> **TEXT PASSAGE**
☆ ☆ ☆ ☆ ☆

Dare Nineteen… The Respect Dare
Just an inside tidbit of debated truth in our house – it wasn’t 17 frying pans.
It was 27.
And yes, gluttony rears its ugly head in multiple ways, at church picnics, and in keeping and acquiring.
So now we have 8 pans we fry in.
And while I’d love to be inspirational today, love to spur you on to do hard things, choose respect, choose to disagree while being agreeable (AKA submission) the truth is I’m clinging to hope with my fingernails at the moment.
I’m not sure which way is up.
Something rocked my world this week that causes me great pause and leaves me weak in the knees.
Maybe you are dealing with something bigger than you, bigger than your faith maybe, at the moment, too.
As if the stress of a child/man/boy surgery isn’t enough…
This is the bar that pulled my son’s sternum out of his chest nearly four years ago.
They removed it last week.
Given that insertion required nearly 8 weeks of recovery due to pneumonia and other complications, I was braced for the worst with the removal.
But it was miraculously different.
A blessing.
A gift.
And not even three days later, he is sore, but doing life with just a little extra tiredness.
So we are thankful.
And I’m counting this blessing.
Over and over again, I count it.

☆ ☆ ☆ ☆ ☆

> **BRIEF 1**
Rewrite the respect dare post from "Maybe you are" to "was miraculously different.", changing "surgery" to "operation".
> **BRIEF 2**
In the respect dare post, how many frying pans were there actually?
> **BRIEF 3**
Pick up the respect dare post after its final sentence and write what comes next.

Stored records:
☆ ☆ ☆ ☆ ☆

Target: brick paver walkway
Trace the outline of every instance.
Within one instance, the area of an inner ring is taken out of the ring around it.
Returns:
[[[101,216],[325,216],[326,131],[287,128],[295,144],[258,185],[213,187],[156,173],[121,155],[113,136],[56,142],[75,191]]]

☆ ☆ ☆ ☆ ☆

> **TASK ANSWER 1**
Maybe you are dealing with something bigger than you, bigger than your faith maybe, at the moment, too.
As if the stress of a child/man/boy operation isn’t enough…
This is the bar that pulled my son’s sternum out of his chest nearly four years ago.
They removed it last week.
Given that insertion required nearly 8 weeks of recovery due to pneumonia and other complications, I was braced for the worst with the removal.
But it was miraculously different.

> **TASK ANSWER 2**
There were 27 frying pans.

> **TASK ANSWER 3**
Because less than a week before his surgery, I cried crocodile tears of happy sad joy while he graduated from high school. Happy for this new adventure he is beginning, sad joy because the little boy he was is gone and there was so very much fun with him.
And it is an ending.
So I went into his surgery emotionally wiped out, and thankfully all is well.
But now this new thing brings the flames of fear licking around the periphery of my moments. And all I know how to do right now is cling.
Because my devotional said this week, “Trust Me here and now, You are in a rigorous training – on an adventurous trail designed for you alone. This path is not of your choosing, but it is My way for you. I am doing things you can’t understand. That is why I say, “Trust Me!” … “Find hope in Me, beloved, for I am taking care of you. Focus on enjoying Me and all that I am to you – even though your circumstances scream for resolution. Refuse to obsess about your problems and how you are going to fix them. In stead, affirm your trust in Me; wait hopefully in My Presence, and watch to see what I will do.”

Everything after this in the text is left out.